┌─ Stored data

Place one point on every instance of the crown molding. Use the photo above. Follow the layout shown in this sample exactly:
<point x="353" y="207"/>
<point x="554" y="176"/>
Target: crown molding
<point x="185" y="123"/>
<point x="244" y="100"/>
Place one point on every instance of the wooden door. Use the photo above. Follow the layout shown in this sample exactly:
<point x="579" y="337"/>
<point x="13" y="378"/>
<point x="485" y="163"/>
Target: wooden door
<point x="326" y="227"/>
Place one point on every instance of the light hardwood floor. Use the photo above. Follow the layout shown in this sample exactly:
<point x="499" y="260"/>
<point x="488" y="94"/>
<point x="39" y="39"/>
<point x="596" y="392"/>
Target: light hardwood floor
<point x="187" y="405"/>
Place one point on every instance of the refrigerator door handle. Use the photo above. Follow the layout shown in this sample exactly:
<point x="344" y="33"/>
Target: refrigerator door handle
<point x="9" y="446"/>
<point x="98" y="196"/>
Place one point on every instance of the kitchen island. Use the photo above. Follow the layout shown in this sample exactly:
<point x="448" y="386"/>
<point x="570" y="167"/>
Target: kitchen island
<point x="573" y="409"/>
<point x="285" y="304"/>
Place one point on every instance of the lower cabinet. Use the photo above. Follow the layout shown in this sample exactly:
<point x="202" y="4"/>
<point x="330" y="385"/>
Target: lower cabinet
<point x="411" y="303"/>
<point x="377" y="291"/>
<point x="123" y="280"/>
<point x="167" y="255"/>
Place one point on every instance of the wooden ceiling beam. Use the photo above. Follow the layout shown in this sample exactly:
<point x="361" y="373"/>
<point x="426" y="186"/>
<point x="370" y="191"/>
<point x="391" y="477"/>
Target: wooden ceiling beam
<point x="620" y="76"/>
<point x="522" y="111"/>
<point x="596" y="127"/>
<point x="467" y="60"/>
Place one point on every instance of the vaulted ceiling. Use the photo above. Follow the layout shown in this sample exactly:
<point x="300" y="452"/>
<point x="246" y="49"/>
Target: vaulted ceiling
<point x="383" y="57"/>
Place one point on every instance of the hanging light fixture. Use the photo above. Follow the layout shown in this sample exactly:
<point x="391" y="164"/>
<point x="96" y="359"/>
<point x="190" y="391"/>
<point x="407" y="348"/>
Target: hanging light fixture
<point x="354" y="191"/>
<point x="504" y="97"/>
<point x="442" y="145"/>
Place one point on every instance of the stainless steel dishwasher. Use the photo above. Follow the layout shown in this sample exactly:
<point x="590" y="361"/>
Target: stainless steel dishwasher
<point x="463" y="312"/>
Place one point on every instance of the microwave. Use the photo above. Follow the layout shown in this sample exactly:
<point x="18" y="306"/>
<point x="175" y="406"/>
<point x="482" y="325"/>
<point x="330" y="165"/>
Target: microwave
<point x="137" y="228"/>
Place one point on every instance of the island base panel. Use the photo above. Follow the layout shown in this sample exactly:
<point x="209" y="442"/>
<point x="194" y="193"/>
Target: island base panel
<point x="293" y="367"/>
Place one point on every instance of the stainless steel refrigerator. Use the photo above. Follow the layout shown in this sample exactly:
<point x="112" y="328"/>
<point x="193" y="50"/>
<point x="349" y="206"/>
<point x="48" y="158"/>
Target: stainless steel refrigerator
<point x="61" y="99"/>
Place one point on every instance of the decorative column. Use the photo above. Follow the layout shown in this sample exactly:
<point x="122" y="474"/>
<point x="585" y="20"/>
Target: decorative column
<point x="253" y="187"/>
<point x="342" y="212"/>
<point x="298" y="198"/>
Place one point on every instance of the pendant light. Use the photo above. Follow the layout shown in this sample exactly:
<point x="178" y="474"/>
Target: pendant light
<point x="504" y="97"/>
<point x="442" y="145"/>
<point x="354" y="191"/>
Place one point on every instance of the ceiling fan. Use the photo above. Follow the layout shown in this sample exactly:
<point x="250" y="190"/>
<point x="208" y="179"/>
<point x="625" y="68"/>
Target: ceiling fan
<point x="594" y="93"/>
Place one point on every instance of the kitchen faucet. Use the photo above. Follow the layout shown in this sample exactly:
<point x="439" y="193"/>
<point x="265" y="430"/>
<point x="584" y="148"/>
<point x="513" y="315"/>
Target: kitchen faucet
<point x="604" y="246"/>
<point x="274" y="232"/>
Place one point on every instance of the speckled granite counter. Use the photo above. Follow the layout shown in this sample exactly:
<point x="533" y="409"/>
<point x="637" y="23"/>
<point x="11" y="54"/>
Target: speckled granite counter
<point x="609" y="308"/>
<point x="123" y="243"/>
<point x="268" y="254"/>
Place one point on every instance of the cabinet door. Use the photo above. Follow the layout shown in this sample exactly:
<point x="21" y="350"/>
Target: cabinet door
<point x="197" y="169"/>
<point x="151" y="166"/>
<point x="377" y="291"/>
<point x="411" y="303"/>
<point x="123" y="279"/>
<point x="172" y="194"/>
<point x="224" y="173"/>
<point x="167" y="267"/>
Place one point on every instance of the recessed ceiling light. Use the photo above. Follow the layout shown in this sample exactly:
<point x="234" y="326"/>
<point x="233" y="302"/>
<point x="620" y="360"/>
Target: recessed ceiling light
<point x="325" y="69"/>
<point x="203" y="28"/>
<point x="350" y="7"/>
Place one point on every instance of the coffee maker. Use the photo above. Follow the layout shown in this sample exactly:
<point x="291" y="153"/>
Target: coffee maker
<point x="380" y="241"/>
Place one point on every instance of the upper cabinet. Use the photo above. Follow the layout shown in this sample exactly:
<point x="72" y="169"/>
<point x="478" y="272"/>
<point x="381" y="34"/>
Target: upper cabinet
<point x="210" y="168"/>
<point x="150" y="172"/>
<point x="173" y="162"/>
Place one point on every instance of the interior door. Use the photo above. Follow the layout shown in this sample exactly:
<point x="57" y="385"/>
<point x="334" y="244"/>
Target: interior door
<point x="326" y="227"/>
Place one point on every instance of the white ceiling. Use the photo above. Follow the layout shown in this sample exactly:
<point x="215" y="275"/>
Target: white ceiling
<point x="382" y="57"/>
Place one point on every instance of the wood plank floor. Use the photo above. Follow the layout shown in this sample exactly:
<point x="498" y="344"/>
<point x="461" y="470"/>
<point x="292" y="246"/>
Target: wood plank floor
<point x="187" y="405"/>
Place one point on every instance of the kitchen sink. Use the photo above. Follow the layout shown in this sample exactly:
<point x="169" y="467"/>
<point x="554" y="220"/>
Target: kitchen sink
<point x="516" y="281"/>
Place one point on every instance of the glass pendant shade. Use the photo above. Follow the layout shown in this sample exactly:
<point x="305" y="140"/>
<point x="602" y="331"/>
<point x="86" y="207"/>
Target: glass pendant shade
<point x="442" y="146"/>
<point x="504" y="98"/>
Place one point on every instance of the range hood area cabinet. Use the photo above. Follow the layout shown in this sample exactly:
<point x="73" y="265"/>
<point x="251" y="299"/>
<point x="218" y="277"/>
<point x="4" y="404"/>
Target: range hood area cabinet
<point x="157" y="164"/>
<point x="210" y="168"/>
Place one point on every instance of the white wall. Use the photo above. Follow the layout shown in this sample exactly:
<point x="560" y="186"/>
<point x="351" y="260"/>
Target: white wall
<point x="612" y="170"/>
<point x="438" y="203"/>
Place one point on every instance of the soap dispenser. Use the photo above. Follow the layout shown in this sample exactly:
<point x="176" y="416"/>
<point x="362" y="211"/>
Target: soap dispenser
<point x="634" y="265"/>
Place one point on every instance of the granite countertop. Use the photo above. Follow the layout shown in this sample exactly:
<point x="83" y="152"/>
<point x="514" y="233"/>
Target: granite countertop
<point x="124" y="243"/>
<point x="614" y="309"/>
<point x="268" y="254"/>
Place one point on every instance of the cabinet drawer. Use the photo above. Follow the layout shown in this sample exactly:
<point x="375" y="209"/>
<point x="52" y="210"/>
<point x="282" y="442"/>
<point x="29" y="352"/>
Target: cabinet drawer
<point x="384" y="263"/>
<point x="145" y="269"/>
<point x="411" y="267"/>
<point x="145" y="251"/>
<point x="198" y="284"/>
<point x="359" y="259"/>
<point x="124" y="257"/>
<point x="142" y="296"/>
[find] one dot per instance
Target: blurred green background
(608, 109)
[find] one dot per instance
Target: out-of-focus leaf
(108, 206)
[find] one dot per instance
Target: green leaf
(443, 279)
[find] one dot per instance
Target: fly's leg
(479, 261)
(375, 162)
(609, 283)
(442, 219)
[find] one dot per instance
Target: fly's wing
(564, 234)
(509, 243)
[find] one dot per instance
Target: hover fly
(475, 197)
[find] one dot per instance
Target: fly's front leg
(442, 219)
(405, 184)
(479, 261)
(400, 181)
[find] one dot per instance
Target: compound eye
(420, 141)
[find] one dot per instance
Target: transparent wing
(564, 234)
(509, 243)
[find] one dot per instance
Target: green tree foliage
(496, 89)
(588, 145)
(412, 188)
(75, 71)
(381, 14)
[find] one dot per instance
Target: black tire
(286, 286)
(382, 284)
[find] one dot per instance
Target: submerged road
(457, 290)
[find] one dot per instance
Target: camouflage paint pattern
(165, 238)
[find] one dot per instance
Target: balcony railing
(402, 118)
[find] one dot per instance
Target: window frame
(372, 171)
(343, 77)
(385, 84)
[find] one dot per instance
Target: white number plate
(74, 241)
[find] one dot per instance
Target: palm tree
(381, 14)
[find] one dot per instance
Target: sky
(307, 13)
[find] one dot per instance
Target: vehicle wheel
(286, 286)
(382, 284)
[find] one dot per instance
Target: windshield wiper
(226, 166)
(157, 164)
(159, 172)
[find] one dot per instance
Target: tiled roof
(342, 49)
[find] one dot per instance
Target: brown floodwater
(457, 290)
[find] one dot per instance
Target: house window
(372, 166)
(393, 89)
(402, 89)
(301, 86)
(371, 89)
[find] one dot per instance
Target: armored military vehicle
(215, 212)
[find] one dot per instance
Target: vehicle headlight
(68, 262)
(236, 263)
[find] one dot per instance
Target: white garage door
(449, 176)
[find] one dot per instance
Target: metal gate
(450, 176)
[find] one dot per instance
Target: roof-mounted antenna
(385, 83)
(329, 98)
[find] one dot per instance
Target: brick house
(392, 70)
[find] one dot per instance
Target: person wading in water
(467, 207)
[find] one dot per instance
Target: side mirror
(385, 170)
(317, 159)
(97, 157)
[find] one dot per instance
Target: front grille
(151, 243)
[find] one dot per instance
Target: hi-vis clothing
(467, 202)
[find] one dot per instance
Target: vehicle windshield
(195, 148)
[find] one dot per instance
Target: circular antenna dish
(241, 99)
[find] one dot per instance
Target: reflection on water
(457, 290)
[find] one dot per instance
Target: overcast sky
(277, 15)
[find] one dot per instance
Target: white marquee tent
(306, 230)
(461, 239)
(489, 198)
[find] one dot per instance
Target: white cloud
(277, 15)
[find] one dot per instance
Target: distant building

└─

[Activity] Extract every line from the one containing "Target: reflection on water" to the end of the entries, including both of those lines, exactly as given and with nothing added.

[Result of the task]
Target: reflection on water
(457, 290)
[find] one dot per instance
Target: overcast sky
(277, 15)
[find] one dot per instance
Target: white marquee tent
(306, 230)
(461, 239)
(489, 198)
[find] one dot per instance
Target: white cloud
(277, 15)
[find] one dot per instance
Target: distant building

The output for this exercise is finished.